**Data section**
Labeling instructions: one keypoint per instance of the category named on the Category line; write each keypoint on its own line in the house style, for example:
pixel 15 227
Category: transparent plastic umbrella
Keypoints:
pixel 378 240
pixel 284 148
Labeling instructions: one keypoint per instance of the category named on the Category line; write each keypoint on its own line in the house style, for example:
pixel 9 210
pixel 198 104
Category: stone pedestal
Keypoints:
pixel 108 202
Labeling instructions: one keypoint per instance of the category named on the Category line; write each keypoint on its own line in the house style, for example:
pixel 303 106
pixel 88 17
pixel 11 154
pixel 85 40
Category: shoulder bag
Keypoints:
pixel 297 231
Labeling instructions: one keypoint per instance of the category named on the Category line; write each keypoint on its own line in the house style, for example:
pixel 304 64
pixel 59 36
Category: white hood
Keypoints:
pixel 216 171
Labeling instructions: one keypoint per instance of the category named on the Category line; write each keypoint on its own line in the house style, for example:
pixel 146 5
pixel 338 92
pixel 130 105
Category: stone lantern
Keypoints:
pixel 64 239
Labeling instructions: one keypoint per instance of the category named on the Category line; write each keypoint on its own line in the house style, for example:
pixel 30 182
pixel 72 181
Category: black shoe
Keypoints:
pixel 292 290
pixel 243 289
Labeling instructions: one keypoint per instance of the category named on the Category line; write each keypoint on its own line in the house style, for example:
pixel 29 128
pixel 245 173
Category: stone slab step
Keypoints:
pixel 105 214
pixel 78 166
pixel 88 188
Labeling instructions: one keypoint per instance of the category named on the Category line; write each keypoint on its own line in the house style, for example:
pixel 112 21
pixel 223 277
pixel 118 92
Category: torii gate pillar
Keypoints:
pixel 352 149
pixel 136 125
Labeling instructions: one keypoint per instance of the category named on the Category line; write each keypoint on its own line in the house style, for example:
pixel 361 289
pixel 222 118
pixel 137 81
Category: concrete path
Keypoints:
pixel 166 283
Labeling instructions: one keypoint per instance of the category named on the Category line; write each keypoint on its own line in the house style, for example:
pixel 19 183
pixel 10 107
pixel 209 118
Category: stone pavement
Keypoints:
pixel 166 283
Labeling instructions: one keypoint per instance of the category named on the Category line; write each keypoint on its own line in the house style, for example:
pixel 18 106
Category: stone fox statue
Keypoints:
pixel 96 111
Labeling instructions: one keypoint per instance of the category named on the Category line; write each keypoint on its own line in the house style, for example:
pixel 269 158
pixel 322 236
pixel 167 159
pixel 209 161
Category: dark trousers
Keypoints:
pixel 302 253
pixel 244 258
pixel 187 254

**Work request**
What is the number of lines in the records that contain the word "stone"? Answer with the number and nothing else.

**Output**
5